WORK TO BE COMPLETED: Starting at the item that contains "Exercise. Mark the smiling" and ending at the last item below, write out each item again in full, moving every point by adding 35 to both its x and y coordinates. Leave out all earlier items.
# start of DATA
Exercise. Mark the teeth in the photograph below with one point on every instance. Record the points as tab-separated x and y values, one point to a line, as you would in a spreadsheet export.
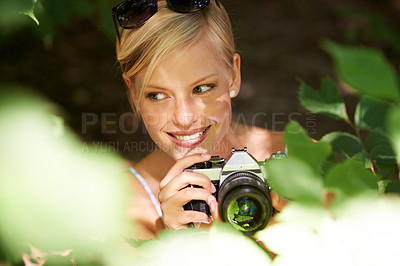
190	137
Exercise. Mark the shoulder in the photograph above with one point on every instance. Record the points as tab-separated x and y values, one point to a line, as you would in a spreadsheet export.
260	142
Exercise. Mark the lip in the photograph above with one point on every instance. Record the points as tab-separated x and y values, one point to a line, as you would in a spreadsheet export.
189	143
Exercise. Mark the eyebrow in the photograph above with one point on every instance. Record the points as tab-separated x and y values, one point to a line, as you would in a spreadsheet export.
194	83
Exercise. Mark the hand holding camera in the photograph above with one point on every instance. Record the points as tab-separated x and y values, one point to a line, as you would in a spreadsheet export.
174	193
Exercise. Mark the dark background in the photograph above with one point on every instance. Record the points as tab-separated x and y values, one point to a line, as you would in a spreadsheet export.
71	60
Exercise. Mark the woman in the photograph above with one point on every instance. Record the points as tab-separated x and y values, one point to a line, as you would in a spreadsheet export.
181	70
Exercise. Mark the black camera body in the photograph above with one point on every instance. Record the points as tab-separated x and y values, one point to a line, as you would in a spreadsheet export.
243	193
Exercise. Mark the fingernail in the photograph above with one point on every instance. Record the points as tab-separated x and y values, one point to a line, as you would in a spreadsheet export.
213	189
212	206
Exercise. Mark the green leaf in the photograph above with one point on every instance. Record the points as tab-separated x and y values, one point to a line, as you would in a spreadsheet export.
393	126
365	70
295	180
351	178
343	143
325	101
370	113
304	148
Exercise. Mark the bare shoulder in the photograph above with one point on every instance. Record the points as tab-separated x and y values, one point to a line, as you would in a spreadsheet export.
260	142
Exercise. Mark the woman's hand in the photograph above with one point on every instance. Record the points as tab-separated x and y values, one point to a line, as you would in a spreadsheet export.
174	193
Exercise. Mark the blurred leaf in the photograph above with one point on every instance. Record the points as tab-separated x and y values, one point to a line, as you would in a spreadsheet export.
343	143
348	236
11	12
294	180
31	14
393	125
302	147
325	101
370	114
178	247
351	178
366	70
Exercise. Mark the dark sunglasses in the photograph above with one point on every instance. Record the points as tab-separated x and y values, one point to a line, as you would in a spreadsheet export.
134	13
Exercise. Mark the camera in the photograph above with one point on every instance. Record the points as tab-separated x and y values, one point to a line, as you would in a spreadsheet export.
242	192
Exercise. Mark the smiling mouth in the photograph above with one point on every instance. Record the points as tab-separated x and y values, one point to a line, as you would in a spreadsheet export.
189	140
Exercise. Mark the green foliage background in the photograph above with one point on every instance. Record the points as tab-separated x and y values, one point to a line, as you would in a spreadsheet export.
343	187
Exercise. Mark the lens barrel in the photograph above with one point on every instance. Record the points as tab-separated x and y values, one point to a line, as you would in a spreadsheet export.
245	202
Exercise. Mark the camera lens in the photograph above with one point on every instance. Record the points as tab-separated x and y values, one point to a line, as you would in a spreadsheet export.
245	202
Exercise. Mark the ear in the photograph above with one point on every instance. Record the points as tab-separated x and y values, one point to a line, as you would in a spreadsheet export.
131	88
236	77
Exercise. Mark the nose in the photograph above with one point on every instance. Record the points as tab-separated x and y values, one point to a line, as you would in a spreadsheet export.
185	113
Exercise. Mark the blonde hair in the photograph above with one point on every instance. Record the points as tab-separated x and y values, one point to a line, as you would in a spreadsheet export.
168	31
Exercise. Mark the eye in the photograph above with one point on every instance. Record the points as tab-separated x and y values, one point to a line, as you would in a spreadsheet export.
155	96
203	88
# end of DATA
RESPONSE TO THE TASK:
Exercise. Mark the smiling mouth in the photograph above with one point on every instance. Record the points as tab-separated x and y values, one point to a line, as you would in a spreadsheet export.
224	175
Exercise. Mark the green foliage background in the photograph above with one point on every instance. Record the points as tab-separated x and y values, one point to a line, as you would in a spreadsheet export.
378	222
Exercise. Mark the lens barrel in the photograph above with one point on every instance. Record the points as tab-separated x and y values, one point to a line, as you would in a spreadsheet export.
280	237
Exercise. Mark the camera lens in the photograph above with one point on every instance. Record the points as tab-separated x and y values, one point to a line, as you would in a spreadsheet export.
280	237
Exercise. Mark the ear in the photograph above with one point on every instance. Record the points as tab-separated x and y values, one point to a line, as you would in a spreadsheet export.
166	123
271	112
Exercise. Mark the nose in the photograph above with one point on every instance. Record the points as tab-separated x and y values, one point to a line, as you would in a spreadsheet export.
220	148
Exercise. Mark the blonde hair in the photograph above with one point on every instance. Record the points as tab-separated x and y values, one point to a line, as you would in a spreadsheet export.
203	66
Exercise. Mark the eye in the photograph above with one point on every instance. Record the points as tab-separated x and y values, one point to a line, as you would in a spreadsheet export.
190	131
238	123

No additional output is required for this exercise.